* TASK DETAILS:
Quote every line below exactly as it reads.

Referring expression pointing data:
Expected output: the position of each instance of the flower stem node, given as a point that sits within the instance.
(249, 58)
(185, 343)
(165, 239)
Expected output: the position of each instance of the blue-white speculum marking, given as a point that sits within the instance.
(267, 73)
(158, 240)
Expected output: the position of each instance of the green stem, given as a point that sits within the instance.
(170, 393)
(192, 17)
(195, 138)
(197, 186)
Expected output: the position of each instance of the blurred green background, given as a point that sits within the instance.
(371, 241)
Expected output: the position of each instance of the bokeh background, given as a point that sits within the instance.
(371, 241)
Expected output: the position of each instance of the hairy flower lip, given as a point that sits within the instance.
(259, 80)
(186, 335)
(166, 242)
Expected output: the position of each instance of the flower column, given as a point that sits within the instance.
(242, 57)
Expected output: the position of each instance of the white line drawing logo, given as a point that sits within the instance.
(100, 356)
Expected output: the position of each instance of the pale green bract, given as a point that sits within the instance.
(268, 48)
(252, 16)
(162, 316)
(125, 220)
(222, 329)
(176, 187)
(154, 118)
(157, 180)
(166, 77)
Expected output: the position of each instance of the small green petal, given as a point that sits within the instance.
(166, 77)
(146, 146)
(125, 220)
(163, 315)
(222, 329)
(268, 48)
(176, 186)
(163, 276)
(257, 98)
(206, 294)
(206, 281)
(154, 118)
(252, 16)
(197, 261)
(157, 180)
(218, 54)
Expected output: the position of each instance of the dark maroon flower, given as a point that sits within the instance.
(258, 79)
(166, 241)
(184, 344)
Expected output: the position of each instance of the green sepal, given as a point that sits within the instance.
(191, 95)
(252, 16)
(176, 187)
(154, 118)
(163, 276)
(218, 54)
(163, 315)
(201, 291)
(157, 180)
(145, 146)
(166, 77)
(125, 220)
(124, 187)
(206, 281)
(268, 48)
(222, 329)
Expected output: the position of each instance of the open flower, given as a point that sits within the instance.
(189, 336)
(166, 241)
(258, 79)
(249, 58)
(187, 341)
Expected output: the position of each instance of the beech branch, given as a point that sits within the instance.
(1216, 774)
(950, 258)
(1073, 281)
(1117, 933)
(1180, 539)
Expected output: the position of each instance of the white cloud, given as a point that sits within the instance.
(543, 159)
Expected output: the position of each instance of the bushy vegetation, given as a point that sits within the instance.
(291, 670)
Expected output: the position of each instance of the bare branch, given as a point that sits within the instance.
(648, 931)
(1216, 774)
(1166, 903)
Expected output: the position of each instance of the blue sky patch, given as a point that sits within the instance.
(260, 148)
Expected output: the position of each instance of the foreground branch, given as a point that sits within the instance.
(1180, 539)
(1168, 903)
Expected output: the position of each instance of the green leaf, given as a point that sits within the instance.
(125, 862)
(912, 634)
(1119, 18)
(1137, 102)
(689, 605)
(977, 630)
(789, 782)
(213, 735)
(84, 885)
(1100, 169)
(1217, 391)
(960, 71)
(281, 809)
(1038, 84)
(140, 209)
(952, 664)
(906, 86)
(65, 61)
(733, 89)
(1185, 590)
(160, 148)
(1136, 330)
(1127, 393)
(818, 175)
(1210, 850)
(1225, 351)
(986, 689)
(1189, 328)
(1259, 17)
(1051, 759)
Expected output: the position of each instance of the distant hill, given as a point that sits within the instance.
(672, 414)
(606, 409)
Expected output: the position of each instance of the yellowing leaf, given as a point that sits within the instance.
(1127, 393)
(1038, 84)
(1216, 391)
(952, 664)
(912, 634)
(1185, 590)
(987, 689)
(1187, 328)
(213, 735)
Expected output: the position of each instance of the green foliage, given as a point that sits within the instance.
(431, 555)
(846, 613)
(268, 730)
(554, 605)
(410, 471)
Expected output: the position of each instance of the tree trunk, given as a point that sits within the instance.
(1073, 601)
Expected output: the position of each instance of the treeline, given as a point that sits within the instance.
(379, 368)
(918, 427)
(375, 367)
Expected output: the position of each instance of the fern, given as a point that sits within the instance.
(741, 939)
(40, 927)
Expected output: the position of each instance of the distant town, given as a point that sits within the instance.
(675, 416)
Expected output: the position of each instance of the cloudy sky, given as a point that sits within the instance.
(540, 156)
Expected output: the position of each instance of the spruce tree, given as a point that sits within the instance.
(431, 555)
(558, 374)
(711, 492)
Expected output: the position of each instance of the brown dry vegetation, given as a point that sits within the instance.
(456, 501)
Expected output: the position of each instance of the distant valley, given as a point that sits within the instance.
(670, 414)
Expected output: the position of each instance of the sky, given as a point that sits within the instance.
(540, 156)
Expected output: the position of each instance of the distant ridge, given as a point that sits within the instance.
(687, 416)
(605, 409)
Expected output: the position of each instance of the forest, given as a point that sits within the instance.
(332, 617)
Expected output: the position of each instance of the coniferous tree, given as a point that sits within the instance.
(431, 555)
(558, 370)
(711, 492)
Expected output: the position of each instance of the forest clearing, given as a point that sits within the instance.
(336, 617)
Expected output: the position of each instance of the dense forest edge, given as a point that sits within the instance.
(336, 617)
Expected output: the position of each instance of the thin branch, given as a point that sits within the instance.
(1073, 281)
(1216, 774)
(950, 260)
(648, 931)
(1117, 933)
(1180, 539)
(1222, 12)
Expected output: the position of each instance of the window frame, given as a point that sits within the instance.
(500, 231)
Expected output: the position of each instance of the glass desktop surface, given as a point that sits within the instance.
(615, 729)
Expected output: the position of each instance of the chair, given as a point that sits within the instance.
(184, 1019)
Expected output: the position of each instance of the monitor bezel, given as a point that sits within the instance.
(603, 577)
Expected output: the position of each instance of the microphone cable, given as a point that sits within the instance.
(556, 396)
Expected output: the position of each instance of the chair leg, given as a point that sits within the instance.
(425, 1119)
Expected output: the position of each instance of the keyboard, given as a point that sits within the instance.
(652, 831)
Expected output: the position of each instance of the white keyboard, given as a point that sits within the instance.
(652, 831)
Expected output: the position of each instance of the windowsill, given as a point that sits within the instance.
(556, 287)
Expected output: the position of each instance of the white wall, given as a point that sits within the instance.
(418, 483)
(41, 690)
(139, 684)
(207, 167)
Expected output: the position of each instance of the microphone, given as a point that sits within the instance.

* ANSWER TO THE PROBLEM:
Expected output: the position of each instance of the flower stem node, given as a point that sits within the instance.
(249, 58)
(185, 343)
(165, 239)
Expected output: the position of each instance of the blue-white speculum marking, given as a point that sits within the instance.
(267, 73)
(158, 240)
Expected output: the position of each instance of the green stem, given as a point that sits within the instance.
(170, 393)
(192, 17)
(195, 138)
(197, 186)
Expected output: the position of each instance of the blurred green background, given as a point that sits within the instance.
(371, 241)
Expected output: the position of each instance of the bokeh background, given as a point that sits within the instance.
(371, 241)
Expected output: the position of each instance of the hairy flower lip, given as a point that sits within the instance.
(259, 80)
(186, 335)
(166, 242)
Expected output: the position of each instance of the flower column, given as a point that sits within the instance.
(242, 57)
Expected output: the position of each instance of the white line drawing logo, given as a point that sits within the instance.
(100, 356)
Expected output: the position of each instance of the pale green bract, given as a point that sits within the instance.
(268, 48)
(252, 16)
(162, 316)
(125, 220)
(222, 329)
(176, 187)
(154, 118)
(157, 180)
(166, 77)
Expected output: the position of each instance of the small green petal, given as a point that sits within the instance.
(166, 77)
(146, 146)
(125, 220)
(163, 315)
(222, 329)
(268, 48)
(176, 186)
(163, 276)
(257, 98)
(206, 294)
(206, 281)
(154, 118)
(252, 16)
(197, 261)
(157, 180)
(218, 54)
Expected output: the position of each instance of the dark maroon flower, given as a point that sits within the instance.
(258, 79)
(166, 241)
(184, 344)
Expected output: the position of each instance of the green sepal, given as a point that sits within the instance.
(191, 95)
(252, 16)
(176, 187)
(154, 118)
(163, 276)
(218, 54)
(163, 315)
(201, 291)
(157, 180)
(145, 146)
(166, 77)
(125, 220)
(124, 187)
(206, 281)
(268, 48)
(222, 329)
Expected output: the position of each instance of the open flower, given as a point that sits within the instance.
(189, 336)
(166, 241)
(258, 79)
(249, 58)
(187, 341)
Expected output: the position of each instance of the beech branch, given as a point that sits within the instance.
(1216, 774)
(950, 258)
(1073, 281)
(1117, 933)
(1180, 539)
Expected output: the position of each instance of the white cloud, given as a point that sits within the instance.
(543, 159)
Expected output: the position of each instance of the bushy vegetation, given as a point that sits within the instance.
(291, 670)
Expected output: the position of each instance of the bare branch, given as a point that sits within the instance.
(648, 931)
(1216, 774)
(1166, 903)
Expected output: the position of each instance of the blue sky patch, given as a point that sits within the instance.
(260, 148)
Expected output: the position of each instance of the foreground branch, given as a point that sits within the instance.
(1180, 539)
(1168, 903)
Expected output: the position of each instance of the green leaf, given as a point that sits within the instance.
(125, 862)
(912, 634)
(1119, 18)
(1137, 102)
(689, 605)
(977, 630)
(789, 782)
(213, 735)
(84, 885)
(1100, 169)
(1217, 391)
(960, 71)
(281, 809)
(1038, 84)
(140, 209)
(952, 664)
(906, 86)
(65, 61)
(733, 89)
(1185, 590)
(160, 148)
(1136, 330)
(1127, 393)
(818, 175)
(1210, 850)
(1225, 351)
(986, 689)
(1189, 328)
(1259, 17)
(1051, 759)
Expected output: the position of each instance of the distant hill, given as a point that sits within the instance.
(672, 414)
(606, 409)
Expected output: the position of each instance of the yellowing leaf, given as a point that sits within the instance.
(1127, 393)
(1038, 84)
(1216, 391)
(952, 664)
(912, 634)
(1185, 590)
(987, 689)
(1187, 328)
(213, 735)
Expected output: the position of each instance of the green foliage, given as a point that sits within the instance.
(431, 555)
(846, 613)
(268, 730)
(554, 605)
(410, 471)
Expected output: the position of each instance of the tree trunk, given as a point that sits within the instance.
(1073, 601)
Expected output: the position of each instance of the treeline, given as a point that sits within the instance.
(379, 368)
(918, 427)
(375, 367)
Expected output: the position of each instance of the fern, given as a point that sits within the instance.
(741, 939)
(40, 927)
Expected output: the position of each instance of the distant town, given as a point that sits within the instance.
(675, 416)
Expected output: the position of each instance of the cloudy sky, given as a point that sits within the instance.
(540, 156)
Expected output: the position of each instance of the spruce tree, given as a point that sits within the instance.
(431, 555)
(558, 374)
(711, 492)
Expected output: the position of each instance of the brown dry vegetation, given as a point that sits within the instance.
(456, 501)
Expected output: the position of each instance of the distant valley, given as a point that sits within the instance.
(670, 414)
Expected output: the position of each instance of the sky, given as a point that sits within the instance.
(540, 156)
Expected output: the position of each instance of the distant ridge, given as a point that sits within the instance.
(687, 416)
(605, 409)
Expected output: the position of each instance of the forest, given as a point that sits within the instance.
(332, 617)
Expected output: the position of each instance of the coniferous tree, given as a point that sits within the instance.
(431, 555)
(558, 370)
(711, 492)
Expected output: the position of each instance of the forest clearing, given as a point that sits within the instance.
(336, 617)
Expected output: the position of each instance of the dense forest edge, given as a point that sits within the instance.
(336, 617)
Expected output: the position of each instance of the thin branch, given as a point that sits within the instance.
(1073, 281)
(1216, 774)
(950, 260)
(648, 931)
(1117, 933)
(1180, 539)
(1222, 12)
Expected output: the position of each instance of the window frame, given as a point that sits within the instance.
(500, 231)
Expected output: the position of each instance of the glass desktop surface, given as a point that sits within the instance.
(615, 729)
Expected output: the position of each instance of the chair, given as a point that sits within the instance.
(184, 1019)
Expected output: the position of each instance of the monitor bezel, given as a point that sits within the instance.
(603, 577)
Expected output: the position of each instance of the microphone cable, given as a point that sits within the instance.
(556, 396)
Expected output: the position of each instance of the chair leg, given as a point that sits within the instance.
(425, 1119)
Expected output: the position of each instance of the keyboard, given as a point that sits within the instance.
(652, 831)
Expected output: the position of each instance of the white keyboard, given as a point that sits within the instance.
(652, 831)
Expected output: the position of each instance of the windowsill, given as a point that sits within the instance.
(556, 287)
Expected output: the position of each instance of the white wall, given as a point that sits within the instance.
(418, 483)
(41, 690)
(139, 684)
(207, 167)
Expected output: the position of each instance of the microphone, given as a point that sits within the instance.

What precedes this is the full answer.